Your task:
You are asked to repeat the listing word for word and to leave out its pictures.

Supplied data:
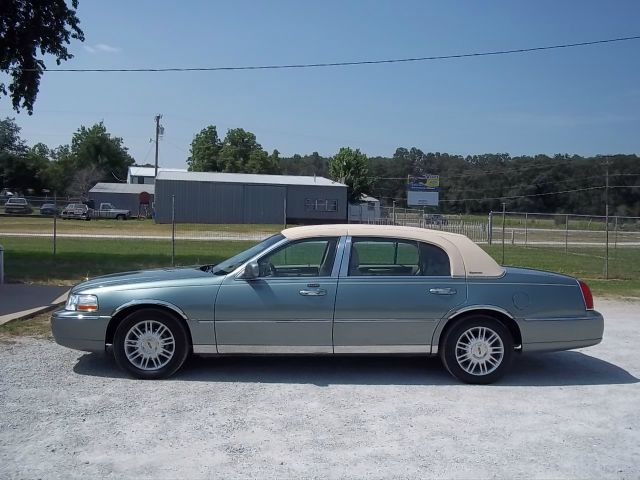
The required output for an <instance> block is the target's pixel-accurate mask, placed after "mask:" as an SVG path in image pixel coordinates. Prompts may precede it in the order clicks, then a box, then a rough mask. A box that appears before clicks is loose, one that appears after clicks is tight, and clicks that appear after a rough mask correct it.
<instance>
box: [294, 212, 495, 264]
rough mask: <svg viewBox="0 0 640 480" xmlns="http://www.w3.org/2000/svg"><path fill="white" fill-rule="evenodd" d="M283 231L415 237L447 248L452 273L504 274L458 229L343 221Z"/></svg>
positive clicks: (299, 235) (332, 235)
mask: <svg viewBox="0 0 640 480" xmlns="http://www.w3.org/2000/svg"><path fill="white" fill-rule="evenodd" d="M282 234H283V235H284V236H285V237H287V238H289V239H292V240H297V239H300V238H308V237H329V236H331V237H336V236H343V235H356V236H367V237H392V238H402V239H406V240H415V241H420V242H426V243H431V244H433V245H437V246H439V247H440V248H442V249H443V250H444V251H445V252H447V255H448V256H449V261H450V263H451V274H452V275H453V276H454V277H465V276H466V277H500V276H502V275H503V274H504V268H502V267H501V266H500V265H498V264H497V263H496V261H495V260H494V259H493V258H491V256H490V255H489V254H488V253H487V252H485V251H484V250H482V248H480V247H479V246H478V245H477V244H475V243H474V242H472V241H471V240H470V239H469V238H468V237H466V236H464V235H459V234H457V233H449V232H442V231H440V230H429V229H427V228H417V227H399V226H395V225H365V224H343V225H312V226H306V227H294V228H287V229H285V230H283V231H282Z"/></svg>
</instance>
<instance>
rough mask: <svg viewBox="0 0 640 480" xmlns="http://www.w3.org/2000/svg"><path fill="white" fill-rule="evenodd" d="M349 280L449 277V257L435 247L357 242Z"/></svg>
mask: <svg viewBox="0 0 640 480" xmlns="http://www.w3.org/2000/svg"><path fill="white" fill-rule="evenodd" d="M348 274H349V276H362V275H366V276H371V275H374V276H379V275H384V276H415V275H418V276H449V275H450V274H451V273H450V267H449V257H448V256H447V254H446V253H445V252H444V250H442V249H441V248H439V247H436V246H435V245H431V244H427V243H422V242H414V241H411V240H401V239H393V238H353V239H352V246H351V256H350V259H349V273H348Z"/></svg>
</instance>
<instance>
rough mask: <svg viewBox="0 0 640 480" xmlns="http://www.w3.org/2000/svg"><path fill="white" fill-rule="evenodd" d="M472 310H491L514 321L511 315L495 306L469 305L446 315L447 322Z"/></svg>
mask: <svg viewBox="0 0 640 480" xmlns="http://www.w3.org/2000/svg"><path fill="white" fill-rule="evenodd" d="M474 310H491V311H494V312H498V313H502V314H503V315H506V316H507V317H509V318H510V319H512V320H515V317H514V316H513V315H511V313H509V312H508V311H507V310H505V309H504V308H500V307H497V306H495V305H469V306H467V307H463V308H460V309H457V310H454V311H453V312H451V313H450V314H449V315H447V320H451V319H452V318H453V317H457V316H458V315H460V314H462V313H466V312H472V311H474Z"/></svg>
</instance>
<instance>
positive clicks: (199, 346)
mask: <svg viewBox="0 0 640 480" xmlns="http://www.w3.org/2000/svg"><path fill="white" fill-rule="evenodd" d="M193 353H195V354H196V355H198V354H213V355H217V354H218V349H217V348H216V346H215V345H194V346H193Z"/></svg>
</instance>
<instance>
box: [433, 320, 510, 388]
mask: <svg viewBox="0 0 640 480" xmlns="http://www.w3.org/2000/svg"><path fill="white" fill-rule="evenodd" d="M443 346H444V349H443V350H442V352H441V358H442V362H443V363H444V365H445V367H446V368H447V370H448V371H449V373H451V374H452V375H453V376H454V377H456V378H457V379H459V380H461V381H463V382H465V383H477V384H487V383H492V382H495V381H496V380H498V379H499V378H501V377H502V376H503V375H504V374H505V373H506V371H507V370H508V368H509V365H510V363H511V359H512V357H513V338H512V337H511V334H510V333H509V330H508V329H507V328H506V327H505V326H504V325H503V324H502V323H501V322H499V321H498V320H496V319H495V318H492V317H490V316H487V315H474V316H472V317H467V318H465V319H463V320H461V321H459V322H458V323H456V324H454V325H453V327H452V328H451V329H449V330H448V331H447V332H446V334H445V336H444V339H443Z"/></svg>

Answer for the task:
The required output for an <instance> block is the target's pixel-accurate mask, placed after "mask:" as an SVG path in image pixel coordinates. Prompts may precede it in the order clicks, then a box, then a rough mask. A box that appears before clicks is loose, one that appears after clicks is tight, and clicks that appear after a rough mask correct it.
<instance>
box: [294, 212, 495, 264]
rough mask: <svg viewBox="0 0 640 480" xmlns="http://www.w3.org/2000/svg"><path fill="white" fill-rule="evenodd" d="M283 231L415 237L447 248L452 273L504 274L458 229L343 221Z"/></svg>
positive clicks: (299, 235) (332, 235)
mask: <svg viewBox="0 0 640 480" xmlns="http://www.w3.org/2000/svg"><path fill="white" fill-rule="evenodd" d="M282 234H283V235H284V236H285V237H287V238H289V239H292V240H297V239H300V238H308V237H329V236H331V237H336V236H343V235H356V236H367V237H392V238H402V239H406V240H415V241H420V242H426V243H431V244H433V245H437V246H439V247H440V248H442V249H443V250H444V251H445V252H447V255H448V256H449V261H450V263H451V274H452V275H453V276H454V277H465V276H466V277H500V276H502V275H503V274H504V268H502V267H501V266H500V265H498V264H497V263H496V261H495V260H494V259H493V258H491V256H490V255H489V254H488V253H487V252H485V251H484V250H482V248H480V247H479V246H478V245H477V244H475V243H474V242H472V241H471V240H470V239H469V238H468V237H466V236H464V235H459V234H457V233H449V232H442V231H440V230H429V229H427V228H417V227H399V226H395V225H365V224H343V225H312V226H306V227H294V228H287V229H285V230H283V231H282Z"/></svg>
</instance>
<instance>
rough mask: <svg viewBox="0 0 640 480" xmlns="http://www.w3.org/2000/svg"><path fill="white" fill-rule="evenodd" d="M349 280L449 277V257L435 247L357 242Z"/></svg>
mask: <svg viewBox="0 0 640 480" xmlns="http://www.w3.org/2000/svg"><path fill="white" fill-rule="evenodd" d="M348 274H349V276H362V275H366V276H371V275H374V276H379V275H384V276H415V275H418V276H449V275H450V274H451V273H450V267H449V257H448V256H447V254H446V253H445V252H444V250H442V249H441V248H439V247H436V246H435V245H431V244H427V243H422V242H414V241H411V240H401V239H393V238H353V239H352V246H351V256H350V259H349V273H348Z"/></svg>
</instance>
<instance>
rough mask: <svg viewBox="0 0 640 480" xmlns="http://www.w3.org/2000/svg"><path fill="white" fill-rule="evenodd" d="M472 310H491L514 321L511 315L495 306L469 305L446 315L447 322Z"/></svg>
mask: <svg viewBox="0 0 640 480" xmlns="http://www.w3.org/2000/svg"><path fill="white" fill-rule="evenodd" d="M474 310H491V311H494V312H498V313H502V314H503V315H506V316H507V317H509V318H510V319H512V320H515V317H514V316H513V315H511V313H509V312H508V311H507V310H505V309H504V308H500V307H497V306H495V305H469V306H467V307H463V308H460V309H457V310H454V311H453V312H451V313H450V314H449V315H447V320H451V319H452V318H453V317H457V316H458V315H460V314H462V313H466V312H472V311H474Z"/></svg>
</instance>
<instance>
positive clicks: (199, 346)
mask: <svg viewBox="0 0 640 480" xmlns="http://www.w3.org/2000/svg"><path fill="white" fill-rule="evenodd" d="M193 353H195V354H196V355H198V354H213V355H217V354H218V349H217V348H216V346H215V345H194V346H193Z"/></svg>
</instance>
<instance>
box: [433, 320, 510, 388]
mask: <svg viewBox="0 0 640 480" xmlns="http://www.w3.org/2000/svg"><path fill="white" fill-rule="evenodd" d="M443 346H444V349H443V350H442V352H441V358H442V362H443V363H444V365H445V367H446V368H447V370H448V371H449V373H451V374H452V375H453V376H454V377H456V378H457V379H459V380H461V381H463V382H465V383H477V384H487V383H492V382H495V381H496V380H498V379H499V378H501V377H502V376H503V375H504V374H505V373H506V371H507V370H508V368H509V365H510V363H511V359H512V357H513V338H512V337H511V334H510V333H509V330H508V329H507V328H506V327H505V326H504V325H503V324H502V323H501V322H499V321H498V320H496V319H495V318H492V317H490V316H487V315H474V316H472V317H467V318H465V319H463V320H461V321H459V322H458V323H456V324H454V325H453V327H452V328H451V329H449V330H448V331H447V332H446V334H445V336H444V339H443Z"/></svg>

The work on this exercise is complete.